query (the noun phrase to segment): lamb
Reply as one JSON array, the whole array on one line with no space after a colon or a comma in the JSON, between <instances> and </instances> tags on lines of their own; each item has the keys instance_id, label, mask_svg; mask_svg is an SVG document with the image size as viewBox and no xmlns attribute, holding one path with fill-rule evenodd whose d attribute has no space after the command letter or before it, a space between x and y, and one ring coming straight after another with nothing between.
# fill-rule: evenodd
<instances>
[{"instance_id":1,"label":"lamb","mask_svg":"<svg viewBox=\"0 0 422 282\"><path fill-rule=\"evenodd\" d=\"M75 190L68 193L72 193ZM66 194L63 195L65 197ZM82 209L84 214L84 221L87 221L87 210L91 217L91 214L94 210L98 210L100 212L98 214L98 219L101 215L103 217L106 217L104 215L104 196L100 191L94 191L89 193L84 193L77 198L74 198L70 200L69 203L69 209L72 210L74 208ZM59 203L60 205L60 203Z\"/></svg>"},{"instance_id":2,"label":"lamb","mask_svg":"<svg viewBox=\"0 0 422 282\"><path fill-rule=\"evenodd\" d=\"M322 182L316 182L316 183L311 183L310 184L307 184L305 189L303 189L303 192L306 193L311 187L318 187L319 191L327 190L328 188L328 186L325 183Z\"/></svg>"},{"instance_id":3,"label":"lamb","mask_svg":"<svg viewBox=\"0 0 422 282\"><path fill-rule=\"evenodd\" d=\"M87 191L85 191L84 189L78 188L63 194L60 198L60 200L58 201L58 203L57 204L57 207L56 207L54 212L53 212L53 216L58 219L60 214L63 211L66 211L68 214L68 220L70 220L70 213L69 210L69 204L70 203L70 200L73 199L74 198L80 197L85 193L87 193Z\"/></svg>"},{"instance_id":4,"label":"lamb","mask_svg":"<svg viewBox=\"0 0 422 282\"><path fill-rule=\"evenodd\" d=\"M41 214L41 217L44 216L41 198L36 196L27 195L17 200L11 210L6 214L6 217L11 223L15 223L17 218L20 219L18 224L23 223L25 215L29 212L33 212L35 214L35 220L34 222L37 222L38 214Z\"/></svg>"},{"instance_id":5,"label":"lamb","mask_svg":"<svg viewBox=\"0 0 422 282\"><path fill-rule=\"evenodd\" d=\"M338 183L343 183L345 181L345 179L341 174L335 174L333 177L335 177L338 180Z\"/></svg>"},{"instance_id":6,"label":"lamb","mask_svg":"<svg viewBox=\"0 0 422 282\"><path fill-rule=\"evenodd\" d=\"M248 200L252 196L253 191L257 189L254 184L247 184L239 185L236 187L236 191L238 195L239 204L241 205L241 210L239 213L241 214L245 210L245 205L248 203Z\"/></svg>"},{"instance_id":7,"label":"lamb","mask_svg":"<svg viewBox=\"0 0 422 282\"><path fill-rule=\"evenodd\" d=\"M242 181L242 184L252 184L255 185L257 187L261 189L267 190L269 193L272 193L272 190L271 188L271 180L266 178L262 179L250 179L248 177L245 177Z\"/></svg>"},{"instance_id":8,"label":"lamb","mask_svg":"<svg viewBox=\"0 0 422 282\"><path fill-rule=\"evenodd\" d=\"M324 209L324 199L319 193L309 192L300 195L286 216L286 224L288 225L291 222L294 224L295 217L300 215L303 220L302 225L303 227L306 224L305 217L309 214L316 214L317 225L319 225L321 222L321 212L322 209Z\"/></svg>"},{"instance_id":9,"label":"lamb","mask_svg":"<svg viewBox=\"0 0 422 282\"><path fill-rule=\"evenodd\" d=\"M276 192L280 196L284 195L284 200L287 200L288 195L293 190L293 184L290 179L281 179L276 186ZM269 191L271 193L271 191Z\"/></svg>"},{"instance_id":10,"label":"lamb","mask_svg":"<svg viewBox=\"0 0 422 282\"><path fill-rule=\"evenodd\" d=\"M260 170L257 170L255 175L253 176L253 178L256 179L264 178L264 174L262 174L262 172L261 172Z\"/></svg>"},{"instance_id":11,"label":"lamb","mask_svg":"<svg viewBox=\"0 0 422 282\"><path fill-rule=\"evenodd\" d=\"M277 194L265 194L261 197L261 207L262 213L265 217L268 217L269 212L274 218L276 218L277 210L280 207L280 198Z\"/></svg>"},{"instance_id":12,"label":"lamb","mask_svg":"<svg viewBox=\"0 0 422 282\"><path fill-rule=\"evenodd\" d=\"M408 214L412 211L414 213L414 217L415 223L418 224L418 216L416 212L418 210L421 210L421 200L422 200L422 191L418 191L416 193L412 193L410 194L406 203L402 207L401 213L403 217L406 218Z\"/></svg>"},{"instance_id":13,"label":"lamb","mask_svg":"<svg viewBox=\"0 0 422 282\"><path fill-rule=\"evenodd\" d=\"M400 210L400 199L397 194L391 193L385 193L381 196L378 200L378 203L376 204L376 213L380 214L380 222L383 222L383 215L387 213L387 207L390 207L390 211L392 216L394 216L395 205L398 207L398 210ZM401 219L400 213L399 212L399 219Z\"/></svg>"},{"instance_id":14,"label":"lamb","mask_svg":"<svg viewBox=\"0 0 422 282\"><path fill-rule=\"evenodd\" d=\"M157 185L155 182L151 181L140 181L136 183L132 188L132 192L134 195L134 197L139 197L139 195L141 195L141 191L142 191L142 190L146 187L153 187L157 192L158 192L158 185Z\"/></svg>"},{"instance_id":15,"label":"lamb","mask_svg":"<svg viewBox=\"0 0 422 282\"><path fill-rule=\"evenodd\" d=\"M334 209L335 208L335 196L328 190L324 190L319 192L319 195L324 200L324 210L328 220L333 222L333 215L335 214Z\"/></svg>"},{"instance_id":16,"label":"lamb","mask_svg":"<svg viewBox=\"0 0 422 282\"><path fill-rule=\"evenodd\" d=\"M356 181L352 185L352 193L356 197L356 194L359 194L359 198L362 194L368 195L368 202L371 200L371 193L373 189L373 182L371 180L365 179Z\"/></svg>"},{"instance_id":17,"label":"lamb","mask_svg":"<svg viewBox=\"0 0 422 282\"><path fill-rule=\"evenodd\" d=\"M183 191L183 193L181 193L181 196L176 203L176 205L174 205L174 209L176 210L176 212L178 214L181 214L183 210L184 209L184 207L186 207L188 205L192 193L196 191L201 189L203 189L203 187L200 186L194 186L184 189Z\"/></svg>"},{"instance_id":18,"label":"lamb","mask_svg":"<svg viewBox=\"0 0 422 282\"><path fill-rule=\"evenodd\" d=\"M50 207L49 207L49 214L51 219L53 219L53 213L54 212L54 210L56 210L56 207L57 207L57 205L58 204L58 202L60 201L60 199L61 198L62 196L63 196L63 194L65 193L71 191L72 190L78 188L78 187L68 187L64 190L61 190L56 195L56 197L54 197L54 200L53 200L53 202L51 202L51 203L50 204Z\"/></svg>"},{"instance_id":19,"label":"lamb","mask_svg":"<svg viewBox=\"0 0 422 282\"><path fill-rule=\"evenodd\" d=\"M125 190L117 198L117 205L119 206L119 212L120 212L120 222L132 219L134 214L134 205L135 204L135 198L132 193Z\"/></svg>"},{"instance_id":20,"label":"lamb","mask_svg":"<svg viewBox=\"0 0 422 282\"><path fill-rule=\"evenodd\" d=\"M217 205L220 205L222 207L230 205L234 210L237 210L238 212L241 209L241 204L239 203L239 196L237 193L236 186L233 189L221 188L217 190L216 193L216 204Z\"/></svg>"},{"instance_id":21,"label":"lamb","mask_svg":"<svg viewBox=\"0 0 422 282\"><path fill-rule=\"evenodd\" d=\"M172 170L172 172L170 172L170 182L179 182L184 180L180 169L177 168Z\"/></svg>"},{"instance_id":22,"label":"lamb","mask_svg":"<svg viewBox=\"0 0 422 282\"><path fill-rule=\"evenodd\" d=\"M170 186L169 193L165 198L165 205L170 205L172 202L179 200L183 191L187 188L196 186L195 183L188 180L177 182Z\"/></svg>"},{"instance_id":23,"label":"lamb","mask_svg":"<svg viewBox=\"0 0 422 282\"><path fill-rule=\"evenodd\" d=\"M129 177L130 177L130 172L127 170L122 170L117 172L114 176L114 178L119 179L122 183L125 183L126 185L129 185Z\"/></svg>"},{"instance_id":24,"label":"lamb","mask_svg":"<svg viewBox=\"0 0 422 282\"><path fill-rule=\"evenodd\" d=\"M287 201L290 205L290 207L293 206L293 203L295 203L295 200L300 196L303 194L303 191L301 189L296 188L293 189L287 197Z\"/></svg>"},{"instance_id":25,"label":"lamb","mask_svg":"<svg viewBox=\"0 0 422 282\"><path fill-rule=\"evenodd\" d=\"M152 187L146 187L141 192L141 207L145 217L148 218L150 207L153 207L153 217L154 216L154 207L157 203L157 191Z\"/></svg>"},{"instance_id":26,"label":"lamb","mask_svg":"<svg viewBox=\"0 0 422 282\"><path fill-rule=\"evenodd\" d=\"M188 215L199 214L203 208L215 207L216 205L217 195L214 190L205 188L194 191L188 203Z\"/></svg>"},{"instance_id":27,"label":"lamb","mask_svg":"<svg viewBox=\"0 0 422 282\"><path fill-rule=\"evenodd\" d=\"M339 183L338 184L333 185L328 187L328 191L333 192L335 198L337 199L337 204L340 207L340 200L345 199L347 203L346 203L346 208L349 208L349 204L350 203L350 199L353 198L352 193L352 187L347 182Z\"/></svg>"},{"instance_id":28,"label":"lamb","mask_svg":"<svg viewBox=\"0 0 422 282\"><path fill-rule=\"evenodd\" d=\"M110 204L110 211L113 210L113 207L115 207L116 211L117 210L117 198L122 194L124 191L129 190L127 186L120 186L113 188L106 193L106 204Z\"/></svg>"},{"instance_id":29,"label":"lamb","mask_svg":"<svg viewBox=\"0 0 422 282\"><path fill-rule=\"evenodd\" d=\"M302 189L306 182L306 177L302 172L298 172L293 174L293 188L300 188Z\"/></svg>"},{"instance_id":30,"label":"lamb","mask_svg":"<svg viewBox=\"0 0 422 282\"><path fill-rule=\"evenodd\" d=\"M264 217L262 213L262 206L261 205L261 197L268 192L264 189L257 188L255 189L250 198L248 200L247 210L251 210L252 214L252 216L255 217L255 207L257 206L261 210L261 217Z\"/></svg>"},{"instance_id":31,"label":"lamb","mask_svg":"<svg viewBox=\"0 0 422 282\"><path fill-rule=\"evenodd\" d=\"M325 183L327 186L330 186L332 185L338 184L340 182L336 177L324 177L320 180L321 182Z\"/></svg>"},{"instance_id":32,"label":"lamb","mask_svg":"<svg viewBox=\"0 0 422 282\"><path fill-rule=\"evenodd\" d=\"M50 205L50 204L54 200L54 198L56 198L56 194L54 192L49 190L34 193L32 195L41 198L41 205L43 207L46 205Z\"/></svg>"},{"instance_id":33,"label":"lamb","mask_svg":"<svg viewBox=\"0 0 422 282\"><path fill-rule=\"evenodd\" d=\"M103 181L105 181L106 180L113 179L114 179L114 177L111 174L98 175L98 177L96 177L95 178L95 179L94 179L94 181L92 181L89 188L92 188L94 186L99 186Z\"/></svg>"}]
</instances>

..............................

Written request: Count the lines in the records that contain the string "straight", treating uppercase and lowercase as different. Reply with the number alone.

Task solution: 1